» Exercise aim: Exactly as given, transcribe each entry that follows.
-*-
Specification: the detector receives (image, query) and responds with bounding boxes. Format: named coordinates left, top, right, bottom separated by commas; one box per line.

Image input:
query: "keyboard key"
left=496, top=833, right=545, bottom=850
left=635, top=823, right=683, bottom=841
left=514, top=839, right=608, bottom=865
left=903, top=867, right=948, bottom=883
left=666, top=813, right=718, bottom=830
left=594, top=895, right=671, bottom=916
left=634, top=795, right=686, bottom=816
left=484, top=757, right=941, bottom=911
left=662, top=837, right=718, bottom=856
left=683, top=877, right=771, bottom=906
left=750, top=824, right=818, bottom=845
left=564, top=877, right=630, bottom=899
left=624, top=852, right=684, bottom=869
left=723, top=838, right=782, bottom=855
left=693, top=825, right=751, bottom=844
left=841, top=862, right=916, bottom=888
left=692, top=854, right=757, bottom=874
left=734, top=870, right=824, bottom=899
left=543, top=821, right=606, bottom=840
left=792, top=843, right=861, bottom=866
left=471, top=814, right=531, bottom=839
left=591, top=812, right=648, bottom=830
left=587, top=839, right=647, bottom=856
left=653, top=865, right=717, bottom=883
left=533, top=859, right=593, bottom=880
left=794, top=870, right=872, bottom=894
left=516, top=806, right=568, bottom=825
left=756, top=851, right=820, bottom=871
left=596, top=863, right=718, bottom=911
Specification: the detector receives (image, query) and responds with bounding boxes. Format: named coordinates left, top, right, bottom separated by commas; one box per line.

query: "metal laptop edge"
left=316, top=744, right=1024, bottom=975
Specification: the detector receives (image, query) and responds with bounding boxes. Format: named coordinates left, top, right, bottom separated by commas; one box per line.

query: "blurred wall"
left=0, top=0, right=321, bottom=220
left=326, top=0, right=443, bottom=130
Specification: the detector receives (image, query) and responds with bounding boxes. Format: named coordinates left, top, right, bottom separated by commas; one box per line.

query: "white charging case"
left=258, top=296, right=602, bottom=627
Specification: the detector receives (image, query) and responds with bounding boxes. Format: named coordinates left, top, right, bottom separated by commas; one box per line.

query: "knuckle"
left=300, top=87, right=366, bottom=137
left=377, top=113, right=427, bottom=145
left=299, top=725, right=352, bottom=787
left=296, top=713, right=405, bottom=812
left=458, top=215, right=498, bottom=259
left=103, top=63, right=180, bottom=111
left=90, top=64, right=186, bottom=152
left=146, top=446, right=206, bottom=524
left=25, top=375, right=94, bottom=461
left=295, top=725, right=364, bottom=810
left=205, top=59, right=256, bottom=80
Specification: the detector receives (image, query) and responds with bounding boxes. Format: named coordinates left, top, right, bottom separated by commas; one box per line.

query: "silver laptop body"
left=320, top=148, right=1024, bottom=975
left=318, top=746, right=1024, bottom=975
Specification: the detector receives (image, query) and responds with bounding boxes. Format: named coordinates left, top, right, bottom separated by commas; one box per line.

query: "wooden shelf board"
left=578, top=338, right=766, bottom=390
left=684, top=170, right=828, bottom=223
-*-
» Answer to this problem:
Specification: the detector receives (image, query) and responds with bounding boxes. Format: named coordinates left, top, right, bottom separated by commas; one box per line.

Image input:
query: "keyboard key"
left=496, top=833, right=545, bottom=850
left=635, top=823, right=683, bottom=841
left=514, top=839, right=608, bottom=865
left=903, top=867, right=948, bottom=883
left=666, top=813, right=718, bottom=830
left=594, top=895, right=671, bottom=916
left=634, top=795, right=686, bottom=816
left=484, top=757, right=941, bottom=911
left=662, top=837, right=718, bottom=856
left=683, top=877, right=771, bottom=906
left=750, top=824, right=818, bottom=845
left=564, top=877, right=630, bottom=899
left=624, top=852, right=684, bottom=869
left=723, top=838, right=782, bottom=855
left=693, top=825, right=751, bottom=844
left=841, top=862, right=916, bottom=888
left=692, top=854, right=757, bottom=874
left=734, top=870, right=824, bottom=899
left=543, top=821, right=606, bottom=840
left=792, top=843, right=861, bottom=866
left=471, top=814, right=531, bottom=839
left=591, top=812, right=648, bottom=830
left=587, top=839, right=647, bottom=856
left=653, top=865, right=717, bottom=883
left=533, top=859, right=593, bottom=880
left=794, top=870, right=872, bottom=894
left=516, top=806, right=568, bottom=825
left=756, top=851, right=820, bottom=871
left=596, top=863, right=718, bottom=911
Specification: the detector receives (image, query) and responds with bounding boxes. Format: named coordinates left, top, right, bottom separated by commas; one box per line.

query: "metal laptop edge"
left=316, top=744, right=1024, bottom=975
Specification: the detector receives (image, query) and responds with bounding boxes. Format: named coordinates left, top, right, bottom separated by commas; one box per line.

query: "blurred wall"
left=0, top=0, right=321, bottom=220
left=326, top=0, right=443, bottom=130
Specification: the detector receives (image, query) and responds with bounding boxes. Format: named coordinates left, top, right, bottom separated by commas; one box per line.

query: "white charging case"
left=258, top=296, right=602, bottom=627
Specification: the detector receives (image, query) and responds with bounding boxes. Format: named coordinates left, top, right, bottom separated by commas; one box per line.

query: "knuckle"
left=300, top=87, right=366, bottom=137
left=377, top=113, right=427, bottom=145
left=299, top=725, right=352, bottom=787
left=296, top=713, right=405, bottom=812
left=458, top=215, right=498, bottom=259
left=103, top=63, right=180, bottom=111
left=90, top=64, right=186, bottom=152
left=146, top=446, right=206, bottom=524
left=25, top=375, right=94, bottom=461
left=295, top=725, right=364, bottom=810
left=205, top=59, right=256, bottom=80
Specification: the detector receives (image, query) and responds with bounding boxes. Format: named coordinates left, top, right, bottom separated by commas; one box per line.

query: "silver laptop body"
left=320, top=148, right=1024, bottom=975
left=318, top=746, right=1024, bottom=975
Specification: the detector receives (image, query) and responds with bounding boxes. Format: named coordinates left, top, right, bottom separated by commas; one box per line.

query: "wooden shelf board"
left=578, top=338, right=766, bottom=390
left=684, top=170, right=828, bottom=223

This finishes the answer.